Please write each line of the entries below as one string in a JSON list, skipping blank lines and any lines that stand for pictures.

[Items from a data source]
------------------------------------------------------------
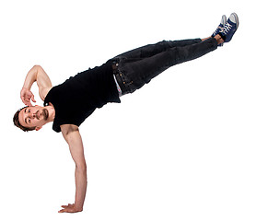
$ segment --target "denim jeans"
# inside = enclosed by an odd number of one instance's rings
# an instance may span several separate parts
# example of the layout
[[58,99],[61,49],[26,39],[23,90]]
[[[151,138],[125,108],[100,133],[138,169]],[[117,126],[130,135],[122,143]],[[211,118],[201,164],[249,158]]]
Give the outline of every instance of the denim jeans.
[[163,41],[122,53],[111,60],[116,64],[116,80],[122,94],[133,93],[152,78],[183,62],[201,57],[217,48],[217,41],[210,38],[182,41]]

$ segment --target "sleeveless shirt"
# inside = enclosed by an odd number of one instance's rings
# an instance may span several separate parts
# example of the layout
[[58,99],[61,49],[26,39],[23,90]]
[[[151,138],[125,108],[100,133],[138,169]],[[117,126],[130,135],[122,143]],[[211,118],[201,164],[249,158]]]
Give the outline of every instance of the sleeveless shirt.
[[61,132],[63,124],[80,124],[98,108],[108,102],[120,103],[113,77],[112,62],[78,73],[53,87],[44,99],[55,109],[52,130]]

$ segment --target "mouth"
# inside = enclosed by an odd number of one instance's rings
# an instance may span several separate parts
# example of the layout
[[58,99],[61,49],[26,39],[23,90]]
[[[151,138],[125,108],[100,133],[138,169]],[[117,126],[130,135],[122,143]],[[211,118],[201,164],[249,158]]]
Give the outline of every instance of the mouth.
[[36,111],[36,118],[37,118],[37,120],[40,120],[40,113],[39,113],[39,110]]
[[49,117],[49,112],[48,112],[47,109],[43,109],[43,110],[42,110],[42,116],[43,116],[43,119],[44,119],[44,120],[47,120],[47,119],[48,119],[48,117]]
[[49,112],[46,109],[43,109],[41,111],[41,114],[39,112],[39,110],[36,111],[36,119],[40,120],[40,116],[42,115],[43,120],[47,120],[49,117]]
------------------------------------------------------------
■ **Correct result**:
[
  "$ segment --target \"denim jeans\"",
  "# inside = enclosed by an odd number of one instance's rings",
  "# an instance may span several separate parts",
  "# example of the layout",
  "[[58,99],[61,49],[26,39],[23,90]]",
  "[[[151,138],[125,108],[100,133],[138,169]],[[117,126],[130,135],[122,143]],[[211,118],[201,164],[249,158]]]",
  "Give the outline of every instance of the denim jeans.",
  "[[163,41],[122,53],[111,60],[116,64],[116,80],[122,94],[133,93],[152,78],[183,62],[201,57],[217,48],[217,41],[210,38],[182,41]]",
  "$ segment --target \"sleeveless shirt\"",
  "# inside = enclosed by an odd number of one instance's rings",
  "# an instance may span several separate parts",
  "# example of the layout",
  "[[58,99],[61,49],[26,39],[23,90]]",
  "[[[151,138],[125,108],[100,133],[138,169]],[[117,126],[130,135],[122,143]],[[211,118],[201,164],[249,158]]]",
  "Give the outline of every instance of the sleeveless shirt.",
  "[[61,132],[63,124],[80,124],[98,108],[108,102],[120,103],[113,77],[112,62],[78,73],[53,87],[44,99],[55,109],[52,130]]",
  "$ segment --target \"mouth\"",
  "# inside = enclosed by an odd number of one instance's rings",
  "# an instance may span several separate parts",
  "# example of the layout",
  "[[58,99],[61,49],[26,39],[23,90]]",
  "[[[151,138],[125,108],[100,133],[138,169]],[[117,126],[130,135],[122,143]],[[211,118],[201,164],[249,158]]]",
  "Give the outline of every instance of the mouth.",
  "[[36,111],[36,118],[37,118],[37,120],[40,120],[40,113],[39,113],[39,110]]",
  "[[49,117],[49,112],[48,112],[47,109],[43,109],[43,110],[42,110],[42,116],[43,116],[43,119],[44,119],[44,120],[47,120],[47,119],[48,119],[48,117]]",
  "[[49,112],[46,109],[43,109],[41,111],[41,114],[39,112],[39,110],[36,111],[36,119],[40,120],[40,116],[42,115],[43,120],[47,120],[49,117]]"
]